> TASK TO CARRY OUT:
Every entry must appear in the output exactly as it does here.
-*-
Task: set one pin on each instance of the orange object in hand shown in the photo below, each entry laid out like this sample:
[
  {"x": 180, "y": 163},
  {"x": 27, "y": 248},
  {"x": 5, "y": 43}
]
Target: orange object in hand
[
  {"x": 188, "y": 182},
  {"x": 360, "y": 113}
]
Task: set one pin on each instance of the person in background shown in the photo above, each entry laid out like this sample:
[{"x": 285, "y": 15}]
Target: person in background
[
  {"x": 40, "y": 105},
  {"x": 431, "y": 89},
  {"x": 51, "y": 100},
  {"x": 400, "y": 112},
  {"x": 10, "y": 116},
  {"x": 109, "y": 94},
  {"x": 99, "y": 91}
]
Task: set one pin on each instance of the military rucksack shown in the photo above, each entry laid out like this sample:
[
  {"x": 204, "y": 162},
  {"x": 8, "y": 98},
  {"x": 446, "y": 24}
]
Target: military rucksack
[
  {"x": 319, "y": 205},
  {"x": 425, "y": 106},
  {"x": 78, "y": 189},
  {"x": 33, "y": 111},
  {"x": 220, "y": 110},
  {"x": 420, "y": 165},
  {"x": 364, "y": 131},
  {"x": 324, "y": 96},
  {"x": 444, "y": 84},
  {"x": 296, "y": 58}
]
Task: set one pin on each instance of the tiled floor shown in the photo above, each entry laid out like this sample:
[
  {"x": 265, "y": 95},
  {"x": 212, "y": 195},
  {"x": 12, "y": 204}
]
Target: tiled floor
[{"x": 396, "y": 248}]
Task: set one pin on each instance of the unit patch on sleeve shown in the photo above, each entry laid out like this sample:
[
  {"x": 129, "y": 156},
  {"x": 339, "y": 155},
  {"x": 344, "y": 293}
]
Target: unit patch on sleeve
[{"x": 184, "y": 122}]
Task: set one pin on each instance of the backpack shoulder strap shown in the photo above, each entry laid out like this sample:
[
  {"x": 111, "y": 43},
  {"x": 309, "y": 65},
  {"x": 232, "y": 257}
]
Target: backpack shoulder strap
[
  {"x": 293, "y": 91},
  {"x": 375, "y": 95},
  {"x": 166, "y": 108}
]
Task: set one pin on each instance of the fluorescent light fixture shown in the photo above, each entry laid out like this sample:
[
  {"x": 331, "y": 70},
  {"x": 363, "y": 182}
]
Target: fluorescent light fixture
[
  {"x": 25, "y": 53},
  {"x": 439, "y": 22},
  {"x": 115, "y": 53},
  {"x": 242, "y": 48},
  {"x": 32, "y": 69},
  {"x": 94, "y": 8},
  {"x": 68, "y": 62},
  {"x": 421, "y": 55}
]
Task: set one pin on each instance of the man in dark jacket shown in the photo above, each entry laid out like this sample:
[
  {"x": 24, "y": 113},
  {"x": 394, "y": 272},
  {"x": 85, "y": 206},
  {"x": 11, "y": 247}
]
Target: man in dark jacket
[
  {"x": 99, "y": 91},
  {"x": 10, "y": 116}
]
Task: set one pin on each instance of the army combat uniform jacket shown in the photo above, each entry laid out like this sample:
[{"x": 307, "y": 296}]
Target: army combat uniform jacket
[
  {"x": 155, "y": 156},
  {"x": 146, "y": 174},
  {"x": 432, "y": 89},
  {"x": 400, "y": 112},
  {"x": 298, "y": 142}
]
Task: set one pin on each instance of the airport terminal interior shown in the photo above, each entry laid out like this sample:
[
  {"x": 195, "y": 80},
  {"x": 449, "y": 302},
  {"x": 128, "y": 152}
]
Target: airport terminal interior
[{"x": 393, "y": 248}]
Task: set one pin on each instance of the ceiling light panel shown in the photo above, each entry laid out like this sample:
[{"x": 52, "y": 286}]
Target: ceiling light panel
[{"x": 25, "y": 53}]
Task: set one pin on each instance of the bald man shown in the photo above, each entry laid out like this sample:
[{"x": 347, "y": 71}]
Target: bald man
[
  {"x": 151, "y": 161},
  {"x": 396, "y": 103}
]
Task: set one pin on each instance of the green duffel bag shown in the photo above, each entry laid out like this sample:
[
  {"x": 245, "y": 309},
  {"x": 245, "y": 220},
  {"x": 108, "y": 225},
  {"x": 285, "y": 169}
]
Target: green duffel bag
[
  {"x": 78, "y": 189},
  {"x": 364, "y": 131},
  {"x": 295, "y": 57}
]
-*-
> WRITTEN SOLUTION:
Task: set one pin on each instance of the orange object in hand shown in the photo below, each entry laid out like this sample:
[
  {"x": 180, "y": 163},
  {"x": 27, "y": 248},
  {"x": 5, "y": 43}
]
Target: orange object in hand
[
  {"x": 188, "y": 182},
  {"x": 360, "y": 113}
]
Task: set one pin on each instance of the person in background shown in the photo above, each entry laid out like this sample:
[{"x": 285, "y": 15}]
Target: person in background
[
  {"x": 40, "y": 105},
  {"x": 431, "y": 89},
  {"x": 51, "y": 100},
  {"x": 400, "y": 112},
  {"x": 10, "y": 116},
  {"x": 109, "y": 94},
  {"x": 99, "y": 91}
]
Task: set one pin on each instance of the military rucksack shown in the photo above, each entry laid out like this sample:
[
  {"x": 204, "y": 162},
  {"x": 8, "y": 98},
  {"x": 446, "y": 24}
]
Target: military rucksack
[
  {"x": 319, "y": 205},
  {"x": 425, "y": 106},
  {"x": 78, "y": 189},
  {"x": 33, "y": 111},
  {"x": 220, "y": 110},
  {"x": 420, "y": 165},
  {"x": 364, "y": 131},
  {"x": 324, "y": 96},
  {"x": 444, "y": 84},
  {"x": 296, "y": 58}
]
Task: set one pin on each instance of the tiled floor shown in the photo above, each entry laid out like this sample:
[
  {"x": 265, "y": 95},
  {"x": 212, "y": 195},
  {"x": 12, "y": 204}
]
Target: tiled floor
[{"x": 396, "y": 248}]
Task: set one pin on each instance of the unit patch on sleeve shown in the photo above, each entry laid out like this sample:
[
  {"x": 129, "y": 156},
  {"x": 339, "y": 155},
  {"x": 344, "y": 293}
]
Target: unit patch on sleeve
[{"x": 184, "y": 122}]
Task: set one pin on each instance of the backpack shoulder strap shown in the photo above, each entry laid out like this sample:
[
  {"x": 111, "y": 43},
  {"x": 309, "y": 65},
  {"x": 232, "y": 257}
]
Target: backpack shoulder strap
[
  {"x": 293, "y": 91},
  {"x": 375, "y": 95},
  {"x": 166, "y": 108}
]
Task: set one pin on each instance of the fluorescent light fixture shown in the photo above, each entry laid out like this sample:
[
  {"x": 331, "y": 70},
  {"x": 363, "y": 182}
]
Target: fluorescent light fixture
[
  {"x": 25, "y": 53},
  {"x": 439, "y": 22},
  {"x": 115, "y": 53},
  {"x": 242, "y": 48},
  {"x": 32, "y": 69},
  {"x": 94, "y": 8},
  {"x": 68, "y": 62},
  {"x": 421, "y": 55}
]
Task: set one pin on each instance of the man in dark jacket shown in the photo above, each entry laid out like this sample:
[
  {"x": 24, "y": 113},
  {"x": 394, "y": 272},
  {"x": 85, "y": 206},
  {"x": 11, "y": 247}
]
Target: man in dark jacket
[
  {"x": 99, "y": 91},
  {"x": 10, "y": 116}
]
Task: set one pin on each instance of the army combat uniform jacket shown in the photo above, each entry laid out like this sample:
[{"x": 307, "y": 296}]
Target: army combat uniform jacket
[
  {"x": 155, "y": 156},
  {"x": 146, "y": 174},
  {"x": 432, "y": 89},
  {"x": 400, "y": 112},
  {"x": 298, "y": 142}
]
Task: set one pin on each instance of the airport terminal interior shown in the photo above, each entry laid out like this sample:
[
  {"x": 195, "y": 80},
  {"x": 449, "y": 302},
  {"x": 128, "y": 152}
]
Target: airport terminal interior
[{"x": 393, "y": 248}]
Task: set one pin on each instance of the ceiling light panel shown in the photo above, each entry laid out like this sample:
[{"x": 52, "y": 286}]
Target: ceiling light panel
[{"x": 25, "y": 53}]
Task: set one pin on each instance of the bald man shown in the photo above, each entry laid out like this sample:
[{"x": 347, "y": 71}]
Target: bald man
[
  {"x": 151, "y": 161},
  {"x": 396, "y": 103}
]
Task: set one pin on each instance of the green duffel bag shown in the photo above, each entry laid out like this sample:
[
  {"x": 245, "y": 309},
  {"x": 245, "y": 220},
  {"x": 108, "y": 225},
  {"x": 285, "y": 169}
]
Target: green duffel bag
[
  {"x": 78, "y": 189},
  {"x": 364, "y": 131},
  {"x": 295, "y": 57}
]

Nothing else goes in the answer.